>> START Dataset extract

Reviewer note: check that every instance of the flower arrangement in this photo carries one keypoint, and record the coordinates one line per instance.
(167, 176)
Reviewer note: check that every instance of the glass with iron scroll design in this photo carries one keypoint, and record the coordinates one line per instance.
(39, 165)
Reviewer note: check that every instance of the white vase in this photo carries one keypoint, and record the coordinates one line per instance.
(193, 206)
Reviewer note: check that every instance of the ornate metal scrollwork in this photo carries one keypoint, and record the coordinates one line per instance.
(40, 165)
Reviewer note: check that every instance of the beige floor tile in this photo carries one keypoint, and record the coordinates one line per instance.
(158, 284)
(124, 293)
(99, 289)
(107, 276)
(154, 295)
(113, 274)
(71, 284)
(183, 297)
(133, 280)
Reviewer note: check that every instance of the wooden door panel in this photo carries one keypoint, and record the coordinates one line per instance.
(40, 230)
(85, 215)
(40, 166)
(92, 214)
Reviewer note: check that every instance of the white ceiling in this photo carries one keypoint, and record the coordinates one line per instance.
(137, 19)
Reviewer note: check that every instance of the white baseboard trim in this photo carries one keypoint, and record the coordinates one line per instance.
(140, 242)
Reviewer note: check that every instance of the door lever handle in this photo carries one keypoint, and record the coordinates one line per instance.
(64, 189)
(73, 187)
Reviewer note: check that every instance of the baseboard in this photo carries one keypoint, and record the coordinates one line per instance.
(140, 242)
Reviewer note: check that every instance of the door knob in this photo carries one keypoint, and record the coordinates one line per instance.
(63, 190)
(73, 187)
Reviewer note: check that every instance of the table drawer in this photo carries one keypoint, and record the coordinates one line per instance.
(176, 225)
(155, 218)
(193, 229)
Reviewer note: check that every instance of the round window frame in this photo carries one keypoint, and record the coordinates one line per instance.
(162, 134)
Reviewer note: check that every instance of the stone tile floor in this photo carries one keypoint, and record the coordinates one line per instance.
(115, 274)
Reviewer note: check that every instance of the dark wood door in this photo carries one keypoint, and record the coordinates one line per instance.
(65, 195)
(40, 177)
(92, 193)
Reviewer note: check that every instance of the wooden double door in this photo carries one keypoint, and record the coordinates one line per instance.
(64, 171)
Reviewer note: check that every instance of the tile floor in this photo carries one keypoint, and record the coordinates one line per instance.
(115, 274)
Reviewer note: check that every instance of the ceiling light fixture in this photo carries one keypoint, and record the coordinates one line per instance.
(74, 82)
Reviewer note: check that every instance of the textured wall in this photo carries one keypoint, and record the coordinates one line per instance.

>> END Dataset extract
>> START Dataset extract

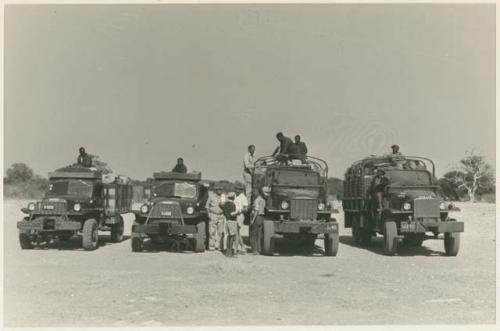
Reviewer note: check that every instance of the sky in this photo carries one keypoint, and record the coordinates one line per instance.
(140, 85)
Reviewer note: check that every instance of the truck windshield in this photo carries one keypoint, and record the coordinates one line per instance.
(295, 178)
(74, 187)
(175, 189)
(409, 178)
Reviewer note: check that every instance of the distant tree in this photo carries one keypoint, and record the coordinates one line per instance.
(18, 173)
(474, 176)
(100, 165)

>> END Dataset extract
>> START Dataset extract

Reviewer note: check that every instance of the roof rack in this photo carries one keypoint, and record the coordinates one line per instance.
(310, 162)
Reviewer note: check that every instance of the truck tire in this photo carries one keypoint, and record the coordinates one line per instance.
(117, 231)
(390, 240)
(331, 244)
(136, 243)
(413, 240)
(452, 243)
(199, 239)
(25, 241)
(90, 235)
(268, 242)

>> END Dataset extract

**Exercise aim:** Copy out every line of the material above that contains the string "floor". Treat uppercase and lowercase letters as different.

**Written answer:**
Reviewer note: check that every instance of the beige floor tile in this photo carries one keypoint, and record the coordinates one line per instance.
Reviewer note: check that every instance of the stone tile floor in this photo carries one keypoint, and record the coordinates one line per instance.
Reviewer note: check that every instance of the tile floor in this photo carries one keypoint, and record the coordinates one line per instance.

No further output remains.